Stock Market Ready for Mid-Correction Rally

Stock-Markets / Stock Markets 2012 Nov 19, 2012 - 03:12 AM GMT

By: Andre_Gratian


Best Financial Markets Analysis ArticleCurrent position of the market


SPX: Very Long-term trend – The very-long-term cycles are down and, if they make their lows when expected (after this bull market is over) there will be another steep and prolonged decline into late 2014.  It is probable, however, that the steep correction of 2007-2009 will have curtailed the full downward pressure potential of the 120-yr cycle.


SPX: Intermediate trend –  SPX has made a triple top, which is a bearish pattern.  It has now given a strong indication that an intermediate correction is underway.  However, we may be approaching the mid-point of the correction which is usually punctuated by a rally.

Analysis of the short-term trend is done on a daily basis with the help of hourly charts.  It is an important adjunct to the analysis of daily and weekly charts which discusses the course of longer market trends


Daily market analysis of the short term trend is reserved for subscribers.  If you would like to sign up for a FREE 4-week trial period of daily comments, please let me know at


Market Overview


In spite of having reached a price objective with some positive divergences showing up in the hourly indicators last week, SPX could not hold 1372.  The bulls put up a good fight to keep from losing that level, but the bears won the battle.   As a result, a distribution pattern was created on the P&F chart from which we were able to derive the extent of the next decline.  If we take a complete count across the distribution pattern, we get a projection down to 1335. That would be the extreme level to which the SPX could decline on a short-term basis.  A more reasonable count would be down to 1339.  There are some strong indications that a move down to those levels would complete the declining phase from 1388.

■ **EXTRACTED RECORDS**:
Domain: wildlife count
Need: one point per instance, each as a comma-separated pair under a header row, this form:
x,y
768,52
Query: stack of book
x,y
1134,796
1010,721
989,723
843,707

■ **TASKS TO COMPLETE**:
1. Could you restate the stock market analysis word for word, starting with "By: Andre_Gratian" and going on through "by a rally."?
2. How would you render this sentence from the stock market analysis in Spanish: "SPX has made a triple top, which is a bearish pattern."?

■ **ANSWERS BY TASK**:
1.
By: Andre_Gratian


Best Financial Markets Analysis ArticleCurrent position of the market


SPX: Very Long-term trend – The very-long-term cycles are down and, if they make their lows when expected (after this bull market is over) there will be another steep and prolonged decline into late 2014.  It is probable, however, that the steep correction of 2007-2009 will have curtailed the full downward pressure potential of the 120-yr cycle.


SPX: Intermediate trend –  SPX has made a triple top, which is a bearish pattern.  It has now given a strong indication that an intermediate correction is underway.  However, we may be approaching the mid-point of the correction which is usually punctuated by a rally.

2. El SPX ha formado un triple techo, que es un patrón bajista.